• [Provided passage]
Skip to main content

Commercial APIs

Commercial APIs implement constrained decoding and inference engines on their end, perform the LLM inference also on their end, and provide APIs to get structured outputs.

The big three APIs

Constrained decoding needs access to the model's logits (essentially its probability distributions) to mask invalid tokens. You can only use open models who have exposed their logits, and not closed models like GPT-5, Gemini 2.5, Sonnet 3.5 etc.

Instead, the big three providers (OpenAI, Gemini, Claude) offer this as a paid server-side feature. You don't have access to logits, and the provider implements constrained decoding on their end. This limits capabilities and optimizations, and doesn't allow complex schemas.

Specialized APIs

Specialized APIs have come up, that provide APIs to get structured outputs on specialized tasks. All the above points also apply to them. Good ones come out cheaper, faster, and more accurate than the big three APIs on the tasks they specialize in.

Use an unconstrained method to get outputs, and then retry with constrained decoding on invalid outputs. This could work in situations where the bad quality of outputs is due to constrained decoding causing a distribution shift in the model's natural path and probability distributiions.

Should you use these APIs?

  1. It is very convenient, if you have simple schemas and can work with the medium-good latency. You don't need to do anything, just send the API calls. You / your dev team saves days of effort you might feel is better spent on other work.
  2. It is the only way to get structured outputs from the absolute best models available today, i.e., models from the big three providers and specialized private models behind the specialized APIs.
  3. If output volumes are not high, cost difference between self-hosting and using commercial APIs is minimal. It can even be cheaper in some cases.
  4. You need to be okay with data leaving your physical servers and VPCs.
  5. You have limited schemas to choose from. If you want to try new models in the future, you'll eventually have to setup self-hosting later.
note

Commercial models have safety filters, and their APIs will return a "Refusal" string for prompts that trigger a safety violation (e.g., hate speech, self-harm, or sometimes just "sensitive topics"). If your data triggers generic safety filters (medical, legal, etc.), you have to use open source models.

• [Data records]
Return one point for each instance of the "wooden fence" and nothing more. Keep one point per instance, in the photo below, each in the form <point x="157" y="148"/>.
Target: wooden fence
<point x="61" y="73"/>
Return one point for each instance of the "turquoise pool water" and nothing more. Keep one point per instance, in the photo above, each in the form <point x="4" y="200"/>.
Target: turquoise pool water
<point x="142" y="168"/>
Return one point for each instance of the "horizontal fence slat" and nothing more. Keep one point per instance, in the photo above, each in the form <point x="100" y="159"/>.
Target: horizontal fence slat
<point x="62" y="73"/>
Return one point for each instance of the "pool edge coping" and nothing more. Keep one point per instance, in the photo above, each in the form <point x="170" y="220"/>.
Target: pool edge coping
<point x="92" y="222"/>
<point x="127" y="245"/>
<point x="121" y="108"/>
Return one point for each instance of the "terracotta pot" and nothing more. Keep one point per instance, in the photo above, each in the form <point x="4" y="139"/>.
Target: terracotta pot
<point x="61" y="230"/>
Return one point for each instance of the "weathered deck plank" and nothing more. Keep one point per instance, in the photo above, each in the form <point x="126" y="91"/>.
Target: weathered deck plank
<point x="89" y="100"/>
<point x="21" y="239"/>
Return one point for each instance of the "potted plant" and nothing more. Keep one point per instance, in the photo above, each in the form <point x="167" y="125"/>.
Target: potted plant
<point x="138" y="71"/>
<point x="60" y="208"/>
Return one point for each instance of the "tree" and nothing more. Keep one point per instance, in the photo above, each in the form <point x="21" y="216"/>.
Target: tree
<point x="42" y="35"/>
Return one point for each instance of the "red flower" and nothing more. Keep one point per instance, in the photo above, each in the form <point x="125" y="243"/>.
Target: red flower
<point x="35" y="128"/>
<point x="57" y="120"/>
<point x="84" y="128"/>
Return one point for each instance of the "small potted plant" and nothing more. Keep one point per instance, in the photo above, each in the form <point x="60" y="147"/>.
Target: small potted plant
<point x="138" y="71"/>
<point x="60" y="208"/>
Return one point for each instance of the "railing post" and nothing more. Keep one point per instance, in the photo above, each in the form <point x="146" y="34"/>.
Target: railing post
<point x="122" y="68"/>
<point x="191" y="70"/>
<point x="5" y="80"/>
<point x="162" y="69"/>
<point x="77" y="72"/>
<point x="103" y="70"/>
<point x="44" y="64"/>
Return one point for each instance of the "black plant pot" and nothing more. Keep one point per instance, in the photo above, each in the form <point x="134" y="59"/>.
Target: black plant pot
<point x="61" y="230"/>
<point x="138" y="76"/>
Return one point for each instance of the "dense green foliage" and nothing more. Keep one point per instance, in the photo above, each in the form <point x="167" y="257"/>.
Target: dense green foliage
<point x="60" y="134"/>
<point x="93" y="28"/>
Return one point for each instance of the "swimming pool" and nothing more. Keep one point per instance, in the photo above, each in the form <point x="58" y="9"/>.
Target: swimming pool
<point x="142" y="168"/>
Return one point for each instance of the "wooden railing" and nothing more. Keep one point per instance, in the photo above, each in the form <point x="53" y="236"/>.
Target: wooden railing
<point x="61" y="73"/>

• [Directions] Name every closed model that the page on commercial APIs gives as an example of a model whose logits you can't access.

• [Solution] GPT-5, Gemini 2.5, Sonnet 3.5